Saved entries ->
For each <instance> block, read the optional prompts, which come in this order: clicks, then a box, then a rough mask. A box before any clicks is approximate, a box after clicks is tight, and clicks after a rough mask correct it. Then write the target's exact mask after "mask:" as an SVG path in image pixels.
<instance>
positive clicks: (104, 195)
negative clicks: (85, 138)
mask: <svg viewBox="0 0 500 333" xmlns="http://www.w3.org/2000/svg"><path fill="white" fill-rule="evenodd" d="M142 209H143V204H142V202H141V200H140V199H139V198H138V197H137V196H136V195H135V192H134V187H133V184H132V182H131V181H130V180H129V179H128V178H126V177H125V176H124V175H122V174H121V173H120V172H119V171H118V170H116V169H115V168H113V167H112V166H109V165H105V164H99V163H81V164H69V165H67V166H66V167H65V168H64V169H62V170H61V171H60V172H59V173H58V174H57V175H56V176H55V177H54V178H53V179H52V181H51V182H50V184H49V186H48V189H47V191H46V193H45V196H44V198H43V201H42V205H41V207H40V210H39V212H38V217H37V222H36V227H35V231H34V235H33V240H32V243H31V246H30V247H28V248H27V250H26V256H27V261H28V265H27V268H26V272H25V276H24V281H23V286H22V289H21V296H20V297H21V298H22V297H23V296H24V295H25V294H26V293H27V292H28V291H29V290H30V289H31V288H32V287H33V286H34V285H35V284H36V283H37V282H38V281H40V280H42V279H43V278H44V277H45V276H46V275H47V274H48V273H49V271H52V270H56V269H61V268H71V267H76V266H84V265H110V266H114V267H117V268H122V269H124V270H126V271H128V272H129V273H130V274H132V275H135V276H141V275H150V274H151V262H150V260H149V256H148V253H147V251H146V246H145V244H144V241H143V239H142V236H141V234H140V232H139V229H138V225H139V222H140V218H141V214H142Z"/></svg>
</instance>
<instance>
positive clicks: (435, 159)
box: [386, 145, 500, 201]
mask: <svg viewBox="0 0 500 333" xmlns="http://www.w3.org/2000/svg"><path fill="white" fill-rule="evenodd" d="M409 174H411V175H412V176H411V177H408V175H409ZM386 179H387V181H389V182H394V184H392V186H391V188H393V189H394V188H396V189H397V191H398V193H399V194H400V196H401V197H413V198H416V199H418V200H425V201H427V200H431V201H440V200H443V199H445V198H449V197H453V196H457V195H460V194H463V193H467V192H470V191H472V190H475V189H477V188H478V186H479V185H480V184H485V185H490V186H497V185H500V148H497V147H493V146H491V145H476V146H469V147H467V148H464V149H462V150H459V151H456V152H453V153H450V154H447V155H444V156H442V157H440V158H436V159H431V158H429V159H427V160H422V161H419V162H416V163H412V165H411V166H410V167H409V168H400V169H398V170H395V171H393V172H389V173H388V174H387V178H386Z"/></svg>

Work instruction -> Every line above from the line with "positive clicks: (104, 195)" to the line with "positive clicks: (435, 159)", both included, must be reproduced exactly, and no other line may appear.

Output below ->
positive clicks: (104, 195)
negative clicks: (85, 138)
mask: <svg viewBox="0 0 500 333" xmlns="http://www.w3.org/2000/svg"><path fill="white" fill-rule="evenodd" d="M142 209H143V204H142V202H141V200H140V199H139V198H138V197H137V196H136V195H135V192H134V187H133V184H132V182H131V181H130V180H129V179H128V178H126V177H125V176H124V175H122V174H121V173H120V172H119V171H118V170H116V169H115V168H113V167H112V166H109V165H105V164H99V163H81V164H69V165H67V166H66V167H65V168H64V169H62V170H61V171H60V172H59V173H58V174H57V175H56V176H55V177H54V178H53V179H52V181H51V182H50V184H49V186H48V189H47V191H46V193H45V196H44V198H43V201H42V205H41V207H40V210H39V212H38V217H37V222H36V227H35V231H34V235H33V240H32V243H31V246H30V247H28V248H27V250H26V256H27V261H28V265H27V268H26V272H25V276H24V281H23V286H22V289H21V296H20V297H21V298H22V297H23V296H24V295H25V294H26V293H27V292H28V291H29V290H30V289H31V288H32V287H33V286H34V285H35V284H36V283H37V282H38V281H40V280H42V279H43V278H44V277H45V276H46V275H47V274H48V273H49V271H52V270H56V269H61V268H71V267H76V266H84V265H110V266H114V267H117V268H122V269H124V270H126V271H128V272H129V273H130V274H132V275H135V276H141V275H150V274H151V262H150V260H149V256H148V253H147V251H146V246H145V244H144V241H143V239H142V236H141V234H140V232H139V229H138V225H139V222H140V218H141V214H142Z"/></svg>
</instance>
<instance>
positive clicks: (435, 159)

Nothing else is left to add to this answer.